Work task: Print all entries precisely as they are written.

The data: Begin

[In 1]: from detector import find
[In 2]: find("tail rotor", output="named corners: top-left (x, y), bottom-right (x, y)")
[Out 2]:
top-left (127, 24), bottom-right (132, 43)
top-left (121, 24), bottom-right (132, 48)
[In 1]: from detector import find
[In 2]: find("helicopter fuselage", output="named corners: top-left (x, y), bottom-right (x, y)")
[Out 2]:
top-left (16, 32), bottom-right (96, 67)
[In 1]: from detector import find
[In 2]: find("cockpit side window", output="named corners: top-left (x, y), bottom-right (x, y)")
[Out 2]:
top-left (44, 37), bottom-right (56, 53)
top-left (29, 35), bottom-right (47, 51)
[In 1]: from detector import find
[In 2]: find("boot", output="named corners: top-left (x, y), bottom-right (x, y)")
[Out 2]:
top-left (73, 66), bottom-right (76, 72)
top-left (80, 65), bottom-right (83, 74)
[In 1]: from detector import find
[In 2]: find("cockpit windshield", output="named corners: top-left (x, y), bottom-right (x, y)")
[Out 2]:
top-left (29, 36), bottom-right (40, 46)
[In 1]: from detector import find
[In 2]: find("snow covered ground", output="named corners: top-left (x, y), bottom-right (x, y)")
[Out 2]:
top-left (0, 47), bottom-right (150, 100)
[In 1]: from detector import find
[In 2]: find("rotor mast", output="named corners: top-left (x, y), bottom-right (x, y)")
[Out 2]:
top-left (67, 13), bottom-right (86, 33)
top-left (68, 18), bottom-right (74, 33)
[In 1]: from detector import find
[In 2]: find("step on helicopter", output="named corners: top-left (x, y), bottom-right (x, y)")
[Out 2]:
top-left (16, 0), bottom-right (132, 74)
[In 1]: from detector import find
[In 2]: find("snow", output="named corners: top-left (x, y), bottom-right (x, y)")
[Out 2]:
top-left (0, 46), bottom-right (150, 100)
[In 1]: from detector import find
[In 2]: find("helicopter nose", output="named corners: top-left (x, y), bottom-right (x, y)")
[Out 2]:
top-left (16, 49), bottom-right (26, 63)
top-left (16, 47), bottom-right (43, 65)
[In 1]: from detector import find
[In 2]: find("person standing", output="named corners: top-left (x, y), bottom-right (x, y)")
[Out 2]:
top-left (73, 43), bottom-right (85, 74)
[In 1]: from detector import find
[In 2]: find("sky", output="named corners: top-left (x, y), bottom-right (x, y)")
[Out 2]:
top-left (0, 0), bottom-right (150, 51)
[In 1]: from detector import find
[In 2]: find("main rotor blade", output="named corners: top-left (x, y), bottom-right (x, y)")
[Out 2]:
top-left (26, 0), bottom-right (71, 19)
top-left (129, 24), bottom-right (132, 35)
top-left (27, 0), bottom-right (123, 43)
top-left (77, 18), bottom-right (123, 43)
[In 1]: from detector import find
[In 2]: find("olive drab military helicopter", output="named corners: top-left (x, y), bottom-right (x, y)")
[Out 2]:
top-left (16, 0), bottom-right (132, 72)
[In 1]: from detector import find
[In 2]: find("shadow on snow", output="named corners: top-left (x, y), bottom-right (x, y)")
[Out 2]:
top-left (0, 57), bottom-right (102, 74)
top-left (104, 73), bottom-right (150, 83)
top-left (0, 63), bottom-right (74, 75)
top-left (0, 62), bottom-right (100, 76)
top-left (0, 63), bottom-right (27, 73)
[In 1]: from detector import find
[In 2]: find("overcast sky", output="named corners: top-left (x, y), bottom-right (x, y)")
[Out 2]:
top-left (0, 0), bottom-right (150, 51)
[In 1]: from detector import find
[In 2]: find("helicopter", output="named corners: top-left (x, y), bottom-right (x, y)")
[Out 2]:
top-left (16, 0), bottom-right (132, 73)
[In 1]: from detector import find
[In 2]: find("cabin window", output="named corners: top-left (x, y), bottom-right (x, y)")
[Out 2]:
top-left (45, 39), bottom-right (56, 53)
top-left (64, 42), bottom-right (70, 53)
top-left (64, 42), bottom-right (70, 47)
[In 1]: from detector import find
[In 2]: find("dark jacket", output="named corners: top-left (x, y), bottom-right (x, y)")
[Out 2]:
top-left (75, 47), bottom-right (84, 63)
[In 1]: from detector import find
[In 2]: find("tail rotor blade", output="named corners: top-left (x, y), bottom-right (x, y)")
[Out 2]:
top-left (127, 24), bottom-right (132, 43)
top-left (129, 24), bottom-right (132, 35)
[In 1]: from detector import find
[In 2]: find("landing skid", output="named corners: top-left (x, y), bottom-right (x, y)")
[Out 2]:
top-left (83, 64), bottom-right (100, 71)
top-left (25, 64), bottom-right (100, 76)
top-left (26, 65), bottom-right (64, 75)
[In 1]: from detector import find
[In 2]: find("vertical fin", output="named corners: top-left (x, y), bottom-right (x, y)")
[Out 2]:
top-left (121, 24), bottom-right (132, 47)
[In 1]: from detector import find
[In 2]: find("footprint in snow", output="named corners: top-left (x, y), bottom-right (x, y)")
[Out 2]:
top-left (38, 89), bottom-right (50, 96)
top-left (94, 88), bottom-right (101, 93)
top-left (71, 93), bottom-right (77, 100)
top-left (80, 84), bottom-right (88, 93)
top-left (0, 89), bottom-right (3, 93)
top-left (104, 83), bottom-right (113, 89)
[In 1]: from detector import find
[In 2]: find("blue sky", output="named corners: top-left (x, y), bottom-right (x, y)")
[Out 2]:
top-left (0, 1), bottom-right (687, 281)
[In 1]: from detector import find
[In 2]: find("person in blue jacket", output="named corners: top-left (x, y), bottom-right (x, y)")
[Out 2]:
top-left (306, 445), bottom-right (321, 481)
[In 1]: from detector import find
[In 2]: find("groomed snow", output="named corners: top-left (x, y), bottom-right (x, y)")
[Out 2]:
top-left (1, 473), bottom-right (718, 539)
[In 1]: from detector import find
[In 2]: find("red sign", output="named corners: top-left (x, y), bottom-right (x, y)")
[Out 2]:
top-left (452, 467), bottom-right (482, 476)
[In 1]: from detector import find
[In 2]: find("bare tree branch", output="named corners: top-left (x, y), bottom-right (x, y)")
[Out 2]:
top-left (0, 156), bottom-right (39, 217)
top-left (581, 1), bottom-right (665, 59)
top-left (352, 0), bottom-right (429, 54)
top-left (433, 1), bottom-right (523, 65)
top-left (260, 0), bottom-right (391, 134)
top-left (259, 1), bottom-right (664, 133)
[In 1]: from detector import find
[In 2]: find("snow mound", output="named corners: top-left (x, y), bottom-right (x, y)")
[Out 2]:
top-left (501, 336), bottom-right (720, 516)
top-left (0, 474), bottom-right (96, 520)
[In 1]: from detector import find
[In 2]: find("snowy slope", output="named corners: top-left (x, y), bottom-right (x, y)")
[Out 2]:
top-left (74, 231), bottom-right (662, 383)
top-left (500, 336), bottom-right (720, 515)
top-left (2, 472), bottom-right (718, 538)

The data: End

Task output:
[In 1]: from detector import find
[In 2]: find("tail rotor", output="named corners: top-left (x, y), bottom-right (x, y)")
[Out 2]:
top-left (127, 24), bottom-right (132, 43)
top-left (121, 24), bottom-right (132, 48)
[In 1]: from detector import find
[In 2]: find("helicopter fuselage", output="named corners: top-left (x, y), bottom-right (x, y)")
[Out 2]:
top-left (16, 32), bottom-right (96, 67)
[In 1]: from detector import find
[In 2]: find("cockpit side window", output="named corners: top-left (x, y), bottom-right (x, y)")
[Out 2]:
top-left (44, 37), bottom-right (56, 53)
top-left (29, 35), bottom-right (47, 51)
[In 1]: from detector import find
[In 2]: find("boot", output="named corners: top-left (x, y), bottom-right (x, y)")
[Out 2]:
top-left (73, 66), bottom-right (76, 72)
top-left (80, 65), bottom-right (83, 74)
[In 1]: from detector import find
[In 2]: find("cockpit windshield", output="named corners: top-left (x, y), bottom-right (x, y)")
[Out 2]:
top-left (29, 36), bottom-right (40, 46)
[In 1]: from detector import find
[In 2]: find("snow covered ground", output="named corners: top-left (x, y), bottom-right (x, y)")
[Out 2]:
top-left (0, 47), bottom-right (150, 100)
[In 1]: from detector import find
[In 2]: find("rotor mast", output="named corners: top-left (x, y), bottom-right (x, y)")
[Out 2]:
top-left (67, 13), bottom-right (86, 33)
top-left (68, 18), bottom-right (74, 33)
[In 1]: from detector import find
[In 2]: find("step on helicopter", output="named corners: top-left (x, y), bottom-right (x, y)")
[Out 2]:
top-left (16, 0), bottom-right (132, 74)
[In 1]: from detector import find
[In 2]: find("snow", output="named corners: top-left (x, y), bottom-right (x, y)")
[Out 2]:
top-left (0, 46), bottom-right (150, 100)
[In 1]: from detector import find
[In 2]: find("helicopter nose", output="named corners: top-left (x, y), bottom-right (x, y)")
[Out 2]:
top-left (16, 49), bottom-right (26, 63)
top-left (16, 47), bottom-right (43, 65)
[In 1]: from detector import find
[In 2]: find("person standing", output="named corners: top-left (x, y), bottom-right (x, y)")
[Out 2]:
top-left (73, 43), bottom-right (85, 74)
[In 1]: from detector import find
[In 2]: find("sky", output="named corners: top-left (x, y), bottom-right (x, y)")
[Out 2]:
top-left (0, 0), bottom-right (150, 51)
[In 1]: from detector import find
[In 2]: find("main rotor blade", output="named corners: top-left (x, y), bottom-right (x, y)")
[Out 2]:
top-left (26, 0), bottom-right (71, 19)
top-left (129, 24), bottom-right (132, 35)
top-left (27, 0), bottom-right (123, 43)
top-left (77, 18), bottom-right (123, 43)
[In 1]: from detector import find
[In 2]: find("olive drab military helicopter", output="named corners: top-left (x, y), bottom-right (x, y)")
[Out 2]:
top-left (16, 0), bottom-right (132, 72)
[In 1]: from detector import find
[In 2]: find("shadow on snow", output="named corners: top-left (x, y), bottom-right (x, y)")
[Out 2]:
top-left (0, 57), bottom-right (102, 74)
top-left (104, 73), bottom-right (150, 83)
top-left (0, 63), bottom-right (74, 75)
top-left (0, 62), bottom-right (100, 76)
top-left (0, 63), bottom-right (27, 73)
[In 1]: from detector import find
[In 2]: find("overcast sky", output="named corners: top-left (x, y), bottom-right (x, y)")
[Out 2]:
top-left (0, 0), bottom-right (150, 51)
[In 1]: from detector import find
[In 2]: find("helicopter", output="named corners: top-left (x, y), bottom-right (x, y)")
[Out 2]:
top-left (16, 0), bottom-right (132, 73)
[In 1]: from detector import find
[In 2]: find("cabin window", output="named corners: top-left (x, y), bottom-right (x, y)")
[Out 2]:
top-left (45, 39), bottom-right (56, 53)
top-left (64, 42), bottom-right (70, 53)
top-left (64, 42), bottom-right (70, 47)
[In 1]: from detector import find
[In 2]: find("dark jacket", output="named corners: top-left (x, y), bottom-right (x, y)")
[Out 2]:
top-left (75, 47), bottom-right (84, 63)
[In 1]: from detector import find
[In 2]: find("tail rotor blade", output="named corners: top-left (x, y), bottom-right (x, y)")
[Out 2]:
top-left (127, 24), bottom-right (132, 43)
top-left (129, 24), bottom-right (132, 35)
[In 1]: from detector import find
[In 2]: find("landing skid", output="named corners: top-left (x, y), bottom-right (x, y)")
[Out 2]:
top-left (83, 64), bottom-right (100, 71)
top-left (25, 64), bottom-right (100, 76)
top-left (26, 65), bottom-right (64, 75)
[In 1]: from detector import find
[In 2]: find("vertical fin", output="named corners: top-left (x, y), bottom-right (x, y)")
[Out 2]:
top-left (121, 24), bottom-right (132, 47)
[In 1]: from detector import find
[In 2]: find("footprint in snow", output="named corners: top-left (x, y), bottom-right (x, y)")
[Out 2]:
top-left (38, 89), bottom-right (50, 96)
top-left (94, 88), bottom-right (101, 93)
top-left (71, 93), bottom-right (77, 100)
top-left (80, 84), bottom-right (88, 93)
top-left (0, 89), bottom-right (3, 93)
top-left (104, 83), bottom-right (113, 89)
[In 1]: from detector import find
[In 2]: find("blue sky", output="named corners: top-left (x, y), bottom-right (x, y)")
[Out 2]:
top-left (0, 1), bottom-right (687, 281)
[In 1]: from detector import find
[In 2]: find("person in blue jacket", output="named corners: top-left (x, y), bottom-right (x, y)")
[Out 2]:
top-left (306, 445), bottom-right (321, 481)
[In 1]: from detector import find
[In 2]: find("groomed snow", output="named corners: top-left (x, y), bottom-right (x, y)")
[Out 2]:
top-left (1, 473), bottom-right (718, 539)
[In 1]: from detector import find
[In 2]: find("red sign", output="named corners: top-left (x, y), bottom-right (x, y)")
[Out 2]:
top-left (452, 467), bottom-right (482, 476)
[In 1]: from detector import find
[In 2]: find("bare tree branch", output="named corners: top-left (x, y), bottom-right (x, y)")
[Out 2]:
top-left (0, 156), bottom-right (39, 217)
top-left (581, 1), bottom-right (665, 59)
top-left (352, 0), bottom-right (429, 54)
top-left (433, 1), bottom-right (523, 65)
top-left (260, 0), bottom-right (391, 134)
top-left (259, 1), bottom-right (664, 133)
[In 1]: from detector import find
[In 2]: find("snow mound", output="named corners: top-left (x, y), bottom-right (x, y)")
[Out 2]:
top-left (501, 336), bottom-right (720, 516)
top-left (0, 474), bottom-right (96, 520)
[In 1]: from detector import find
[In 2]: find("snowy slope", output="named corners: top-left (x, y), bottom-right (x, y)")
[Out 2]:
top-left (74, 231), bottom-right (662, 383)
top-left (500, 336), bottom-right (720, 515)
top-left (2, 472), bottom-right (718, 538)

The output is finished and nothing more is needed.